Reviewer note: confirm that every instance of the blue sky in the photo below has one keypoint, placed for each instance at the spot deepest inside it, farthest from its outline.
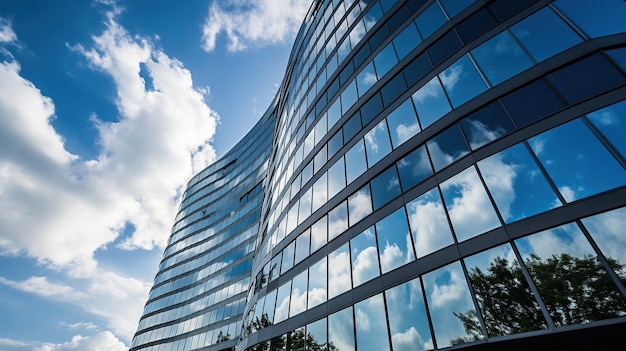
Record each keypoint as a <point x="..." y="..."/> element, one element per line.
<point x="106" y="109"/>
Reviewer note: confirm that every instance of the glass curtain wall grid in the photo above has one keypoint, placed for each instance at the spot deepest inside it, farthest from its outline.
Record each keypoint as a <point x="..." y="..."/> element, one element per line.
<point x="440" y="174"/>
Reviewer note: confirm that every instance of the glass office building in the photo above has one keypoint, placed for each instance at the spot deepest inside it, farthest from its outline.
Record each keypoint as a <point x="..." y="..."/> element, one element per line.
<point x="431" y="174"/>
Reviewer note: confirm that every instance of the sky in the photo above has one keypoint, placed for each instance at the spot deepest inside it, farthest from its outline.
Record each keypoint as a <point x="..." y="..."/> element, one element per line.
<point x="107" y="108"/>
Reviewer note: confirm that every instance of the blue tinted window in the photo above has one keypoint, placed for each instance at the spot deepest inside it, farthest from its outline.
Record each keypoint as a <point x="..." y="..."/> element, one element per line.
<point x="595" y="19"/>
<point x="430" y="20"/>
<point x="462" y="81"/>
<point x="431" y="102"/>
<point x="576" y="161"/>
<point x="545" y="34"/>
<point x="501" y="58"/>
<point x="385" y="187"/>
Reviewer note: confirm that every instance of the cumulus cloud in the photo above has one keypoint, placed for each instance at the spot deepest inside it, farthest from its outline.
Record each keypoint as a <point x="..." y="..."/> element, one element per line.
<point x="249" y="23"/>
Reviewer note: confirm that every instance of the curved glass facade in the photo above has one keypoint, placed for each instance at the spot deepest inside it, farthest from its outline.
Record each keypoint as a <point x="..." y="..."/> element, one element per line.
<point x="443" y="173"/>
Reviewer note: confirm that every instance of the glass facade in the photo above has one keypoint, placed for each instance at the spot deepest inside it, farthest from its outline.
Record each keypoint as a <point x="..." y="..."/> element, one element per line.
<point x="431" y="174"/>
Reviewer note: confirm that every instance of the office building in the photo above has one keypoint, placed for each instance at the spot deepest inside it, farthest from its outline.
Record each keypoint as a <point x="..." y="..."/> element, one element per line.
<point x="431" y="174"/>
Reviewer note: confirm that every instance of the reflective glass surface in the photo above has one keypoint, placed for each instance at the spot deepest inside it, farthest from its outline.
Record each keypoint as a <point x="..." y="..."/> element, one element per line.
<point x="394" y="241"/>
<point x="364" y="257"/>
<point x="469" y="207"/>
<point x="449" y="301"/>
<point x="576" y="161"/>
<point x="429" y="224"/>
<point x="517" y="185"/>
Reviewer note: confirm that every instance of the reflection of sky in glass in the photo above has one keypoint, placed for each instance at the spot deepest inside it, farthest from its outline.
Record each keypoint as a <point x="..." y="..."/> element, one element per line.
<point x="364" y="257"/>
<point x="414" y="168"/>
<point x="430" y="20"/>
<point x="447" y="293"/>
<point x="576" y="161"/>
<point x="596" y="20"/>
<point x="517" y="185"/>
<point x="394" y="241"/>
<point x="611" y="121"/>
<point x="407" y="317"/>
<point x="431" y="102"/>
<point x="359" y="205"/>
<point x="298" y="294"/>
<point x="501" y="58"/>
<point x="377" y="143"/>
<point x="468" y="205"/>
<point x="402" y="123"/>
<point x="545" y="34"/>
<point x="462" y="81"/>
<point x="355" y="161"/>
<point x="429" y="223"/>
<point x="607" y="230"/>
<point x="447" y="147"/>
<point x="385" y="60"/>
<point x="371" y="326"/>
<point x="317" y="283"/>
<point x="339" y="280"/>
<point x="341" y="330"/>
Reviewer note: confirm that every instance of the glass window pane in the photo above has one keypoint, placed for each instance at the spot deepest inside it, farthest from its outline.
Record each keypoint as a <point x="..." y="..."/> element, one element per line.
<point x="569" y="277"/>
<point x="576" y="161"/>
<point x="359" y="204"/>
<point x="371" y="324"/>
<point x="414" y="168"/>
<point x="545" y="34"/>
<point x="502" y="292"/>
<point x="302" y="246"/>
<point x="407" y="40"/>
<point x="408" y="322"/>
<point x="318" y="234"/>
<point x="462" y="81"/>
<point x="341" y="330"/>
<point x="366" y="79"/>
<point x="596" y="20"/>
<point x="317" y="283"/>
<point x="394" y="238"/>
<point x="431" y="102"/>
<point x="501" y="58"/>
<point x="447" y="147"/>
<point x="377" y="143"/>
<point x="517" y="185"/>
<point x="447" y="308"/>
<point x="385" y="60"/>
<point x="316" y="335"/>
<point x="485" y="125"/>
<point x="355" y="161"/>
<point x="429" y="223"/>
<point x="298" y="294"/>
<point x="282" y="303"/>
<point x="607" y="230"/>
<point x="403" y="123"/>
<point x="611" y="121"/>
<point x="364" y="257"/>
<point x="430" y="20"/>
<point x="337" y="220"/>
<point x="336" y="178"/>
<point x="385" y="187"/>
<point x="339" y="280"/>
<point x="469" y="207"/>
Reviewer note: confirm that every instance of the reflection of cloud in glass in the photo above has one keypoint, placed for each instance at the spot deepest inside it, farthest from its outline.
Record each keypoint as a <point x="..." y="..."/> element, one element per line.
<point x="468" y="205"/>
<point x="429" y="223"/>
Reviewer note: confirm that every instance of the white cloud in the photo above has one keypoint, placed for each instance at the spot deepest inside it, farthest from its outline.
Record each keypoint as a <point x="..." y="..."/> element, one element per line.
<point x="60" y="209"/>
<point x="249" y="23"/>
<point x="104" y="341"/>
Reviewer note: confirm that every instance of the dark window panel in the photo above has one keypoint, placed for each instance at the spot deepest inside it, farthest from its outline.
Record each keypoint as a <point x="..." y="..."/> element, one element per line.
<point x="444" y="47"/>
<point x="475" y="25"/>
<point x="586" y="78"/>
<point x="544" y="102"/>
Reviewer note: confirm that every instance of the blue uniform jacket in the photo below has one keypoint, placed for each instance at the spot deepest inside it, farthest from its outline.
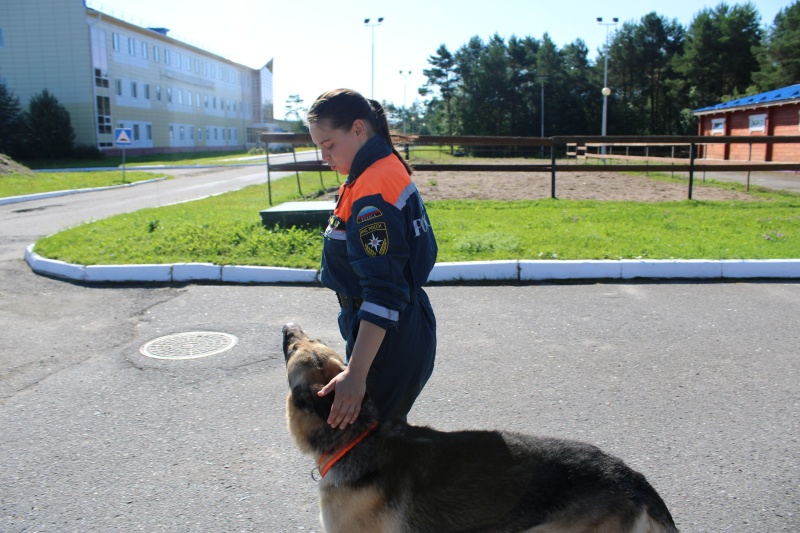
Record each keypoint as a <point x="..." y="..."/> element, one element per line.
<point x="379" y="244"/>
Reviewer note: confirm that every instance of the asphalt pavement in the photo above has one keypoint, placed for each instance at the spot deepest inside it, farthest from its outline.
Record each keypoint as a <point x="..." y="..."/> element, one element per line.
<point x="692" y="383"/>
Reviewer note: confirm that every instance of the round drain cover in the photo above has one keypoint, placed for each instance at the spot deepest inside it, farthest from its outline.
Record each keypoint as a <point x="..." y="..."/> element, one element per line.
<point x="191" y="345"/>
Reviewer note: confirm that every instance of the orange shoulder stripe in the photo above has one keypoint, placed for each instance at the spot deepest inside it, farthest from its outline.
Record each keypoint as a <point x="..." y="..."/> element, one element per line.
<point x="387" y="177"/>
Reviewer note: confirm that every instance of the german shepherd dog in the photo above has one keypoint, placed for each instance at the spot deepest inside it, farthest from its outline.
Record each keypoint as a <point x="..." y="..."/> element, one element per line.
<point x="387" y="476"/>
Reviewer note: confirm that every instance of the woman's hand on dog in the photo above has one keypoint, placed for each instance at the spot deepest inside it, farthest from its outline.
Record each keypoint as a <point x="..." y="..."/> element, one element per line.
<point x="350" y="390"/>
<point x="351" y="384"/>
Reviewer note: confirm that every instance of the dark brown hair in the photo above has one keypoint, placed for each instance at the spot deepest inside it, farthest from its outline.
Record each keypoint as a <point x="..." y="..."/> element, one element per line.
<point x="341" y="107"/>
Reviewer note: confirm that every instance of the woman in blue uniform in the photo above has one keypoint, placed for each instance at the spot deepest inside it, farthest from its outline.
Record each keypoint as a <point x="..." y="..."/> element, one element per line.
<point x="378" y="251"/>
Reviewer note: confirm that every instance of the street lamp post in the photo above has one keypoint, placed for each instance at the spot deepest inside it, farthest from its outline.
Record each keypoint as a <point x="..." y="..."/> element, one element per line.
<point x="606" y="91"/>
<point x="542" y="79"/>
<point x="372" y="25"/>
<point x="405" y="75"/>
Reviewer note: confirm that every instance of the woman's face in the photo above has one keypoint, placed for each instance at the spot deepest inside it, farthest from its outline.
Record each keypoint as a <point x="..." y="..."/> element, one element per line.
<point x="339" y="146"/>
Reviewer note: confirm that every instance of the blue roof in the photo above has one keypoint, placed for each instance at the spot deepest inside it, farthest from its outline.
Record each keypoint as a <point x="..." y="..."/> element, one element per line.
<point x="792" y="92"/>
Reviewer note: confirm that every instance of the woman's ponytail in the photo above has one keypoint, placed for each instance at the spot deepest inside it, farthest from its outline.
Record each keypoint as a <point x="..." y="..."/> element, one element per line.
<point x="381" y="124"/>
<point x="341" y="107"/>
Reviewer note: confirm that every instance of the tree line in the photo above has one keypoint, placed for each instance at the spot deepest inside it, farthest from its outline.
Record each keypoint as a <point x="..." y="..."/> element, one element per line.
<point x="42" y="131"/>
<point x="658" y="72"/>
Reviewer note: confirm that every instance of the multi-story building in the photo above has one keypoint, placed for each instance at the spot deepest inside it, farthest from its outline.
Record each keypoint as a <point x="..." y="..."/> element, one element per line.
<point x="109" y="73"/>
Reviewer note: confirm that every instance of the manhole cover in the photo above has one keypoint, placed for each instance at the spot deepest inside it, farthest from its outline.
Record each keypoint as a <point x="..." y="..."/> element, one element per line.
<point x="191" y="345"/>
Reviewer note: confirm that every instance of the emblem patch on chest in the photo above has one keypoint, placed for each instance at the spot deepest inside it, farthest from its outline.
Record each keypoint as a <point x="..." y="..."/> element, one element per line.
<point x="374" y="239"/>
<point x="367" y="214"/>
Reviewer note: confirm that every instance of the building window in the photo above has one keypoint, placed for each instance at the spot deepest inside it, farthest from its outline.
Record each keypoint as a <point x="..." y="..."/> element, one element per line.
<point x="103" y="115"/>
<point x="100" y="78"/>
<point x="758" y="122"/>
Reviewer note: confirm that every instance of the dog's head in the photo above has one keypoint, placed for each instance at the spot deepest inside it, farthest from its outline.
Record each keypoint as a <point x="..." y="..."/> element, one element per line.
<point x="310" y="365"/>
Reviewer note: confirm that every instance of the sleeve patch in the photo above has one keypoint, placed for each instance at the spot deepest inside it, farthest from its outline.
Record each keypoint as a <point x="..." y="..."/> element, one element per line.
<point x="374" y="239"/>
<point x="368" y="213"/>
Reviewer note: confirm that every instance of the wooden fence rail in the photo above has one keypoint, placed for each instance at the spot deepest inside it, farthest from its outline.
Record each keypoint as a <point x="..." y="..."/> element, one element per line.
<point x="577" y="144"/>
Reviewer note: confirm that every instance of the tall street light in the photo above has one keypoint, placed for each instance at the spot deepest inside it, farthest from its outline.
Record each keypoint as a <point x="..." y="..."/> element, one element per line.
<point x="542" y="80"/>
<point x="372" y="25"/>
<point x="405" y="75"/>
<point x="606" y="91"/>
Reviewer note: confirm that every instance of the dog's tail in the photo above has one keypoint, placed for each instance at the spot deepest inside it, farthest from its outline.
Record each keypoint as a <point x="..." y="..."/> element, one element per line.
<point x="655" y="517"/>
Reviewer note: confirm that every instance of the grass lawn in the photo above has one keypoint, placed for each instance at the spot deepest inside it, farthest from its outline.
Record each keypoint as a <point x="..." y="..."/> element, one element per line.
<point x="227" y="230"/>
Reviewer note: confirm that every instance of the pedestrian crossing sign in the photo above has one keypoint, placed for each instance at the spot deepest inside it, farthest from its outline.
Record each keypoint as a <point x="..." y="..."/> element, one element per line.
<point x="122" y="136"/>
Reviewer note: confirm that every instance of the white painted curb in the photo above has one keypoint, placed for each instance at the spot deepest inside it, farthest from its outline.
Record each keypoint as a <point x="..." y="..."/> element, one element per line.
<point x="540" y="270"/>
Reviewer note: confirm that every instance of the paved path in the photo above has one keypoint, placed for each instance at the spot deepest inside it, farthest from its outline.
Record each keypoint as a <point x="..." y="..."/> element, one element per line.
<point x="695" y="385"/>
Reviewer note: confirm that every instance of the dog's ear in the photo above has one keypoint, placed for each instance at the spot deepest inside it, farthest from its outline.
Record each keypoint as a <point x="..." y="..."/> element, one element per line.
<point x="307" y="399"/>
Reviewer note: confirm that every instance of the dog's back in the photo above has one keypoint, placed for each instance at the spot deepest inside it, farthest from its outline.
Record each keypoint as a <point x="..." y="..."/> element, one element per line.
<point x="401" y="478"/>
<point x="500" y="481"/>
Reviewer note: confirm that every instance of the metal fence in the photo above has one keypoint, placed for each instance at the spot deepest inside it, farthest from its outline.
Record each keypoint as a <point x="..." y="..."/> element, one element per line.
<point x="651" y="157"/>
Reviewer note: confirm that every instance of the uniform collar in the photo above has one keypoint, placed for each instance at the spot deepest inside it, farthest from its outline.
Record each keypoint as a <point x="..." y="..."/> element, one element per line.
<point x="374" y="149"/>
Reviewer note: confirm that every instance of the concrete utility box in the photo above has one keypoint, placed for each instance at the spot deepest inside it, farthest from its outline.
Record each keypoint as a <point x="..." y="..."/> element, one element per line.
<point x="290" y="214"/>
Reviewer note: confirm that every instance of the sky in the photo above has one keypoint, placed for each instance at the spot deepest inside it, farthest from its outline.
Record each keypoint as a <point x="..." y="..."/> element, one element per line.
<point x="317" y="45"/>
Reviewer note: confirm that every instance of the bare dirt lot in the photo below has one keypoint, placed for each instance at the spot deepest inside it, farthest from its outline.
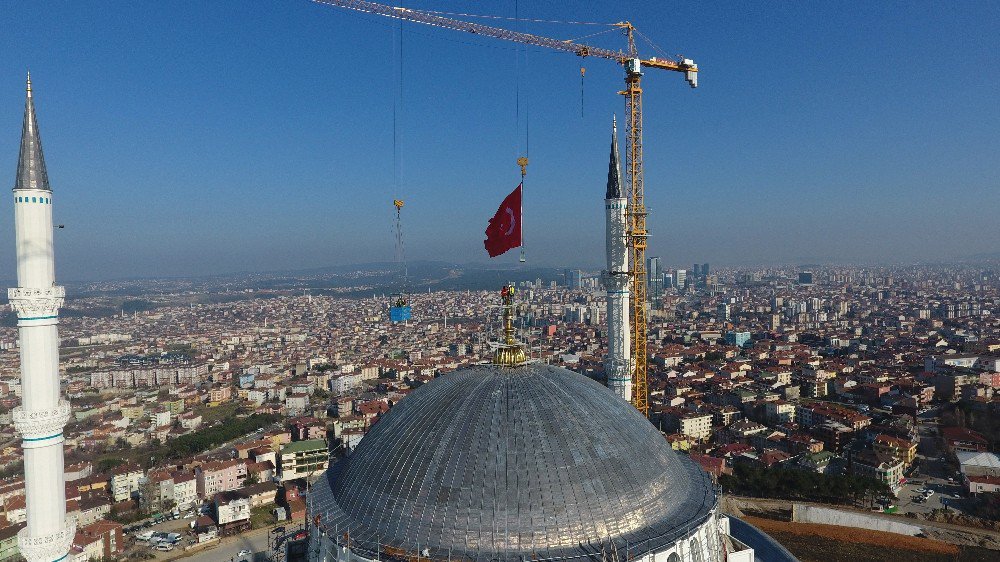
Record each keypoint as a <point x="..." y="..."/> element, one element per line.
<point x="827" y="543"/>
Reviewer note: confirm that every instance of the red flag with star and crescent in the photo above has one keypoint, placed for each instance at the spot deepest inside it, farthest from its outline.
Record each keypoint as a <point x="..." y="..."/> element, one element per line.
<point x="504" y="230"/>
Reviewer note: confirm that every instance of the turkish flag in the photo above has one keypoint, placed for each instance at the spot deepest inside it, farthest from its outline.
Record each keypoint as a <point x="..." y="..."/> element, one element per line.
<point x="504" y="230"/>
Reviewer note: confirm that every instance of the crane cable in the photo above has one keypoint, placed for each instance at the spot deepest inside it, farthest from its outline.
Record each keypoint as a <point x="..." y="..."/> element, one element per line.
<point x="522" y="161"/>
<point x="397" y="159"/>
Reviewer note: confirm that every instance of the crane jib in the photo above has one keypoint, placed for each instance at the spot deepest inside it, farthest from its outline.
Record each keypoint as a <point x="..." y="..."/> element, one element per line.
<point x="504" y="34"/>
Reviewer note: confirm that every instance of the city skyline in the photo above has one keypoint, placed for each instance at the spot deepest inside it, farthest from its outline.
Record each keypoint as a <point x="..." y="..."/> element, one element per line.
<point x="864" y="136"/>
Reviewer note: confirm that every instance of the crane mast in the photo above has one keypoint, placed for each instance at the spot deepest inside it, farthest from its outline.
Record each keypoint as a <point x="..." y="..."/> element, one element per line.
<point x="633" y="65"/>
<point x="637" y="225"/>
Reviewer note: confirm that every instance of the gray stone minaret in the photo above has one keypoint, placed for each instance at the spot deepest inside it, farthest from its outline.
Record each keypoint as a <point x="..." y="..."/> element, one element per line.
<point x="43" y="413"/>
<point x="616" y="278"/>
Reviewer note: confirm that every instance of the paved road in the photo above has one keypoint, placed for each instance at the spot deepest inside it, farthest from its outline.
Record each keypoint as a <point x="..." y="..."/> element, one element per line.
<point x="227" y="549"/>
<point x="256" y="542"/>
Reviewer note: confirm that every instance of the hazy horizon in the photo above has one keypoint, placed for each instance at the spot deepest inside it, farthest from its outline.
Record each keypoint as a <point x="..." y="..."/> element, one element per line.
<point x="193" y="139"/>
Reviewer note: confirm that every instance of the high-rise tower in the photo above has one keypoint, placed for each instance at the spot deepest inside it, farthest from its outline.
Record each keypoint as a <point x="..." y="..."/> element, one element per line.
<point x="43" y="412"/>
<point x="617" y="365"/>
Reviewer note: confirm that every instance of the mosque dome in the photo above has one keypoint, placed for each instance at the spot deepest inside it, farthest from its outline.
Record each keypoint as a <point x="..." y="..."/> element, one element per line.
<point x="535" y="462"/>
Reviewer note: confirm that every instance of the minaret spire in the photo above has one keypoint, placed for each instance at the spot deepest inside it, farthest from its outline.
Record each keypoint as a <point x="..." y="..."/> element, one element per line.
<point x="31" y="172"/>
<point x="617" y="364"/>
<point x="614" y="170"/>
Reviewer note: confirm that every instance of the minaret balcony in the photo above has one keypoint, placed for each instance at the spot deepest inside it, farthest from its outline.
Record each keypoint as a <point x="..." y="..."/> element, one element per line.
<point x="40" y="428"/>
<point x="47" y="547"/>
<point x="36" y="304"/>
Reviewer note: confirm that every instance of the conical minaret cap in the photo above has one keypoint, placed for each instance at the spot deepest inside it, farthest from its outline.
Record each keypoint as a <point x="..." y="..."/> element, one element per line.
<point x="31" y="172"/>
<point x="614" y="171"/>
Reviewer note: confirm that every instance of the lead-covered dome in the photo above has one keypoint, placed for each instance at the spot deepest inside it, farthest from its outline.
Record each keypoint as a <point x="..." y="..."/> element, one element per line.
<point x="535" y="461"/>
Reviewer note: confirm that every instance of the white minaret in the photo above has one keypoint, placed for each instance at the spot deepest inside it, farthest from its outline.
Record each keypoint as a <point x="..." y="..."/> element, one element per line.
<point x="43" y="413"/>
<point x="616" y="278"/>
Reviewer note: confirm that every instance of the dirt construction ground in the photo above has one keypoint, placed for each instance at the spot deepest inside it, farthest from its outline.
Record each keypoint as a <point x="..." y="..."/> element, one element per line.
+++
◆ Exercise directions
Reproduce exactly the line containing "Reviewer note: confirm that every instance of the mosque" and every line after it through the end of the records above, and nothing else.

◆ Response
Reviewer note: confirm that every instance of the mosque dome in the photo above has one keypoint, placed for each instance at the spot deepest inside it, farthest from its outline.
Record each keypoint as a <point x="..." y="..."/> element, one element per line.
<point x="535" y="462"/>
Reviewer note: confirm that every instance of the minaret spire in the photo above has one keypoint, placed for each instance at the spot deepest inside it, farthest from its outline.
Record each keypoint as a <point x="..." y="..."/> element, one element per line.
<point x="31" y="172"/>
<point x="617" y="364"/>
<point x="614" y="170"/>
Reviewer note: confirm that every instance of the minaret balcony in the photo above has one keypoint, placed for each instance at the spot deepest inside it, farthest from its outline.
Record each keypoint as a <point x="..." y="..."/> element, one element per line.
<point x="40" y="428"/>
<point x="47" y="547"/>
<point x="36" y="304"/>
Reviewer note: confirm that every instance of the conical minaret cap in the photo above has one keypoint, placed for each instance at the spot deepest inside it, farthest from its outline.
Record each keypoint as a <point x="..." y="..."/> element, one element per line.
<point x="31" y="172"/>
<point x="614" y="171"/>
Reviewer note: confirm that every instance of the lead-covered dome in the photo above has one keypoint, placed for each instance at the spot deepest inside it, farthest from its outline.
Record each keypoint as a <point x="..." y="..."/> element, one element per line.
<point x="535" y="461"/>
Reviewer note: confirm that every instance of the white minaret in the photo above has one keypoint, placed for each instance at the spot deepest inside it, farthest from its outline.
Record each keypoint as a <point x="..." y="..."/> element, one element per line.
<point x="43" y="413"/>
<point x="616" y="278"/>
Reviewer note: confirm that every instance of the dirt construction ground in the photo above has one keypoint, placed for each instance at the spot deepest inside it, farthest from its outline.
Record each keypoint as a <point x="..." y="..."/> element, one element per line.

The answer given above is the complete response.